(Object position labeling entries)
________________________

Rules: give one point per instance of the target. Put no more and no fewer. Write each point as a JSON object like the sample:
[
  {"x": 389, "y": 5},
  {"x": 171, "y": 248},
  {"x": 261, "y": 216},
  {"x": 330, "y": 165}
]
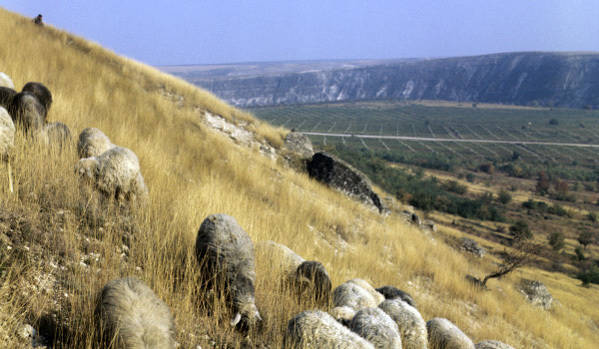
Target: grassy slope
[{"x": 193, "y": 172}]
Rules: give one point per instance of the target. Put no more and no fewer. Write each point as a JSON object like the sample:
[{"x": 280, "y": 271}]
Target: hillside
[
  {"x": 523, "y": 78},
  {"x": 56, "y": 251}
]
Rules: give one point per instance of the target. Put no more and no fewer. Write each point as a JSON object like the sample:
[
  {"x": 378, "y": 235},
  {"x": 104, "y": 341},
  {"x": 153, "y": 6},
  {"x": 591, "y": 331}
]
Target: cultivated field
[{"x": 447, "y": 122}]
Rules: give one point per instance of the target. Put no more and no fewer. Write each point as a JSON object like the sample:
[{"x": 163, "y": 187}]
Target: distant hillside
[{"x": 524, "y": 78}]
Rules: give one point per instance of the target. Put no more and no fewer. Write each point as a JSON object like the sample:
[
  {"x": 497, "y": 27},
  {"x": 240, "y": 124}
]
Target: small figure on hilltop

________________________

- THE REQUEST: Render every line of the material above as a Markdown table with the columns "No." and "Text", one row per line, numbered in order. Skip blank lines and leave out the pictures.

- OUTPUT FOR THIS TASK:
| No. | Text |
|---|---|
| 1 | Rules: give one point per instance of the target. Put no more and no fewer. Write each point as a JSON object like the sample: |
| 2 | [ |
| 3 |   {"x": 389, "y": 5}, |
| 4 |   {"x": 171, "y": 248}, |
| 5 |   {"x": 261, "y": 216}, |
| 6 |   {"x": 330, "y": 165} |
| 7 | ] |
| 8 | Target: grassy slope |
| 9 | [{"x": 193, "y": 172}] |
| 10 | Rules: give one point per instance of the target. Put no more and no fewer. Write each point as a JSON object like the sample: |
| 11 | [{"x": 280, "y": 271}] |
| 12 | Target: hillside |
| 13 | [ |
| 14 |   {"x": 523, "y": 78}, |
| 15 |   {"x": 56, "y": 251} |
| 16 | ] |
| 17 | Rules: give one point per instance of the target. Put no more and no fewer. Write each point as a JSON object like the sample: |
| 18 | [ |
| 19 |   {"x": 378, "y": 235}, |
| 20 |   {"x": 104, "y": 341}, |
| 21 |   {"x": 153, "y": 6}, |
| 22 |   {"x": 591, "y": 331} |
| 23 | ] |
| 24 | Target: cultivated field |
| 25 | [{"x": 447, "y": 122}] |
| 26 | Rules: give one point per instance of the target. Put no more and no fewer. Write each point as a JSON object like the sample: |
| 27 | [{"x": 163, "y": 187}] |
| 28 | Target: distant hillside |
| 29 | [{"x": 524, "y": 78}] |
| 30 | Rules: give one point per instance of the target. Put no more and no fewer. Write each point as a JSON object like the sample: |
| 31 | [ |
| 32 |   {"x": 497, "y": 27}, |
| 33 |   {"x": 240, "y": 124} |
| 34 | ] |
| 35 | Target: small figure on hilltop |